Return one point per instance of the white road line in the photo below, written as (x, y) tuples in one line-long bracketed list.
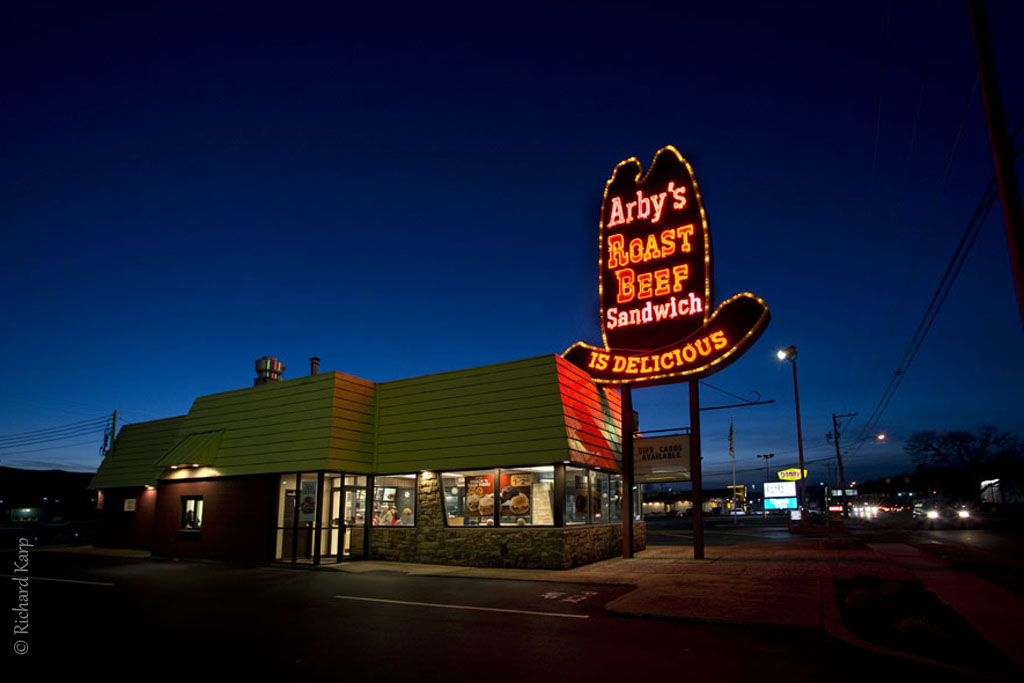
[(61, 581), (482, 609)]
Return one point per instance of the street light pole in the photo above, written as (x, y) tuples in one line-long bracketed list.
[(790, 353), (764, 494)]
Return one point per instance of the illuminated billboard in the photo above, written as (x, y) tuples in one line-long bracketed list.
[(792, 474), (780, 488), (658, 321)]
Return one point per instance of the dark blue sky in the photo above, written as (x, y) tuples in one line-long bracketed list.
[(417, 188)]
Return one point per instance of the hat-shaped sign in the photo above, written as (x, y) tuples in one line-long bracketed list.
[(657, 314), (792, 474)]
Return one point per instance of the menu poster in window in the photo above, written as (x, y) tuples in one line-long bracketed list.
[(480, 496), (515, 494)]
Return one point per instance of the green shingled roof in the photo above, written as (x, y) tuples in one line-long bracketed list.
[(194, 450), (132, 460), (518, 413)]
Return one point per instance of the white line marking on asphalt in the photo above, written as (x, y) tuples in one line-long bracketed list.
[(61, 581), (484, 609)]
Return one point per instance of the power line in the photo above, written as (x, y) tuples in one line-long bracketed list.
[(938, 298), (49, 429), (52, 434)]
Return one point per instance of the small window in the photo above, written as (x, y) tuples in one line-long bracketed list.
[(577, 489), (192, 513), (469, 498), (394, 501)]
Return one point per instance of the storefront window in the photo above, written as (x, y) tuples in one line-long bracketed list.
[(526, 497), (615, 498), (599, 498), (577, 493), (394, 501), (469, 498)]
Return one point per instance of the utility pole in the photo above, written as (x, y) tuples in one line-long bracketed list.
[(764, 494), (839, 458), (1003, 153)]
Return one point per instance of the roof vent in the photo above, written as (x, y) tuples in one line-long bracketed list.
[(268, 369)]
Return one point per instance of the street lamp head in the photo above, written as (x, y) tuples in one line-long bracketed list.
[(787, 353)]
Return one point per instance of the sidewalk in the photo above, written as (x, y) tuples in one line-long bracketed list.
[(786, 584)]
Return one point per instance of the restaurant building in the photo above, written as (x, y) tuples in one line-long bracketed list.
[(515, 465)]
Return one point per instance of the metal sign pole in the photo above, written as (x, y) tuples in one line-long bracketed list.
[(627, 499), (695, 470)]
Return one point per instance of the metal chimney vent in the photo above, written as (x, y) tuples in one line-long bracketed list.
[(268, 369)]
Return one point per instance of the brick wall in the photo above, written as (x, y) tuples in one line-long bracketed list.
[(538, 548)]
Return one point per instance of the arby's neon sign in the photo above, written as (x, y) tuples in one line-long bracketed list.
[(657, 318)]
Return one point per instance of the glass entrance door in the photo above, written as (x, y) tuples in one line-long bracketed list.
[(355, 517)]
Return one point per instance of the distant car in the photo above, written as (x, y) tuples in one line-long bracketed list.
[(943, 515)]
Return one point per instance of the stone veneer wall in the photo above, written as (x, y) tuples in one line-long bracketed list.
[(529, 548)]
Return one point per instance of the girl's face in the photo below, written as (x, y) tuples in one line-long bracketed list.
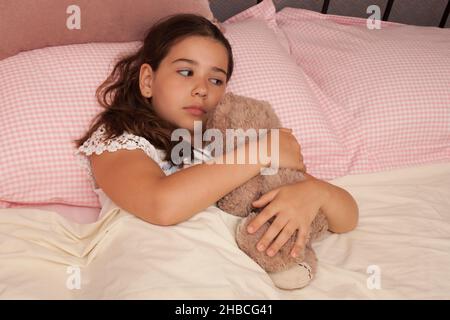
[(192, 74)]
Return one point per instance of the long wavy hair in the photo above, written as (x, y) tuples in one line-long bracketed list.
[(126, 109)]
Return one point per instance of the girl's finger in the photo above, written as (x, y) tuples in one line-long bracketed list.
[(265, 198), (300, 243), (282, 238), (264, 216), (277, 225)]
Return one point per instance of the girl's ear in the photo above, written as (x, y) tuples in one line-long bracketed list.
[(145, 80)]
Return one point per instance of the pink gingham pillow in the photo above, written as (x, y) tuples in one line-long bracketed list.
[(265, 71), (385, 93), (48, 100)]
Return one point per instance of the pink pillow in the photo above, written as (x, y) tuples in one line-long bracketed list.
[(30, 24), (385, 93), (48, 100), (264, 71)]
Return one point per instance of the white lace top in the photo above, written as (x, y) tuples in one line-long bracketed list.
[(98, 144)]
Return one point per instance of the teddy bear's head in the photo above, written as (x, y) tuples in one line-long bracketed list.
[(236, 111)]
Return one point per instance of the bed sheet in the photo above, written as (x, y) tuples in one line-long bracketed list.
[(400, 250)]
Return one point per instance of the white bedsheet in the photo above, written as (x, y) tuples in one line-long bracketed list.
[(403, 234)]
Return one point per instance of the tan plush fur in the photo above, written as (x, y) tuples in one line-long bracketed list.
[(235, 112)]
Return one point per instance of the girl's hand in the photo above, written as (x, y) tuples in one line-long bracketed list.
[(295, 207)]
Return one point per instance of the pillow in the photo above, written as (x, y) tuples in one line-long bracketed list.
[(48, 100), (385, 93), (99, 21), (264, 11), (265, 71)]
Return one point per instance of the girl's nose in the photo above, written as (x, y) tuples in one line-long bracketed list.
[(200, 89)]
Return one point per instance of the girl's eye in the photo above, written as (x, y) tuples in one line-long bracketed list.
[(218, 82)]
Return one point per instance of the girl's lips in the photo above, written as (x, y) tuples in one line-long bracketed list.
[(194, 111)]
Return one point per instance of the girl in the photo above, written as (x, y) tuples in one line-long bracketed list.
[(178, 74)]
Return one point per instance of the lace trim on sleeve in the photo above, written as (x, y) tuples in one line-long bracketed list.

====================

Your task: Can you write out the lines again, from the line with "Return one point per instance of the utility" up to and including the line with "[(355, 517)]", keeping every request as it is but multiplying each coordinate in the answers by 1.8 and rounding it to a whole number, with halves rounded up?

Result:
Return one point per instance of the utility pole in the photo above, written as (x, y) tuples in one line-long bracketed list.
[(1375, 889), (1510, 824), (1805, 275)]
Return one point per instance of the roof vent in the photo above, written as (x, y) tuples in one line-long bracketed list.
[(482, 664)]
Return one point per instance of the street lamp head in the photo above, written as (x, y) tuples in one line-long bracketed list.
[(1417, 635)]
Return one point per instance of the sidewalk in the photo above, written as (x, y) tuples in one line-long bracketed list.
[(1415, 1051)]
Return one point per instance of the restaurant building in the photo above, written as (x, y) tuples in one line-long bracketed list.
[(927, 837)]
Return one point per instance of the metal sign pole in the photo above, written as (x, y) tuples in one line-long bracketed list.
[(1129, 898), (1251, 846)]
Return one point per instance of the metal chimney vent in the photo above, written as (x, y) tuples in one line-long bracketed list.
[(482, 664)]
Return one point per instance of the brick wall in the photo above, written as (x, y) tuples in one line-long bracketed list.
[(968, 986)]
Return one point per instance of the arby's neon sign in the photo above, written as (x, y) tuples in one line-long bracketed list.
[(1183, 572)]
Return one point per instance of the glass entrance door in the photo above, written as (x, y) tuples in one line-long bracketed list.
[(639, 931)]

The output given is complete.